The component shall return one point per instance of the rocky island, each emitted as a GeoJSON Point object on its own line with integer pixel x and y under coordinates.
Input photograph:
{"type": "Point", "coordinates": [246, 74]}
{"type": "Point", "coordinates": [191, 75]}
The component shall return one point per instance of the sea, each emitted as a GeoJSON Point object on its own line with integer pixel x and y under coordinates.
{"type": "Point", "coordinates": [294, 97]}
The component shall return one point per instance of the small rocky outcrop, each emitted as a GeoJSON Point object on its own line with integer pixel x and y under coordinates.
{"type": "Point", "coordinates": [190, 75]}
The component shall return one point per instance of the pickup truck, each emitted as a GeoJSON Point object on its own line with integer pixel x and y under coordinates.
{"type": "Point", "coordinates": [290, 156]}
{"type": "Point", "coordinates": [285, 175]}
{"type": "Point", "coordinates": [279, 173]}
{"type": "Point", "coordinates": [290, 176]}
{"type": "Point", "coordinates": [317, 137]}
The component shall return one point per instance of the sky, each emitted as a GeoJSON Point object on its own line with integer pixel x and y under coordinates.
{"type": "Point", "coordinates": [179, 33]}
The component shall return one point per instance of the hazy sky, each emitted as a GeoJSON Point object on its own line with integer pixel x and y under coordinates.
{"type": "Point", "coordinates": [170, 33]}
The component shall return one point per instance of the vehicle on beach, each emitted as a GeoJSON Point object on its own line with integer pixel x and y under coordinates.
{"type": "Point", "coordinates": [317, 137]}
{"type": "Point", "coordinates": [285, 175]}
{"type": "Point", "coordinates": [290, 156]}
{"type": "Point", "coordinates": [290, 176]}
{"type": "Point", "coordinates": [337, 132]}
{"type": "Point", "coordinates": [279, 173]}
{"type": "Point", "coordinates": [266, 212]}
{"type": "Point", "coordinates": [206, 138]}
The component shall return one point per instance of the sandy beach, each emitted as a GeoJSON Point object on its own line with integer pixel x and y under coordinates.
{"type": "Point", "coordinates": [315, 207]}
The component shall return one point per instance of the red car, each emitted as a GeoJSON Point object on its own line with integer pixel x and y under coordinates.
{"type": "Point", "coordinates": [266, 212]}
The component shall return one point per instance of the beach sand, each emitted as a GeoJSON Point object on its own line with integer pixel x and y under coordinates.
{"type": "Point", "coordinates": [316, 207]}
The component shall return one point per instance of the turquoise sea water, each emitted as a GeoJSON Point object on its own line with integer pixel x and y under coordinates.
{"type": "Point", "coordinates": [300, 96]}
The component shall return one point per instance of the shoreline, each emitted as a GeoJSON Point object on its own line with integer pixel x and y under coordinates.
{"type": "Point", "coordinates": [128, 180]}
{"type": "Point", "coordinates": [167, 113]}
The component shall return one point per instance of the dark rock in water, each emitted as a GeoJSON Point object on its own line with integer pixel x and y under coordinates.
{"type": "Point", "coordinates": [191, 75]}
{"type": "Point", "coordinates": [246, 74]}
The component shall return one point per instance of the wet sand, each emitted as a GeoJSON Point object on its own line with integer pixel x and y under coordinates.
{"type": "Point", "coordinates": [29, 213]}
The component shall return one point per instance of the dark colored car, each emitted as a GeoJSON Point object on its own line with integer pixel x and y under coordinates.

- _Work to complete_: Please set out the records as a numbered list, from the line containing "The component shall return one point per instance of the wet" through the end of the records, leaving out any blank lines.

- _Full output_:
1. The component shall return one point per instance of the wet sand, each emitted as a GeoJSON Point object on its own line with integer pixel x and y under coordinates.
2. {"type": "Point", "coordinates": [29, 213]}
3. The component shall return one point per instance of the dark colored car, each emitted as a GeoJSON Point object on its own line with integer pixel x and y under coordinates.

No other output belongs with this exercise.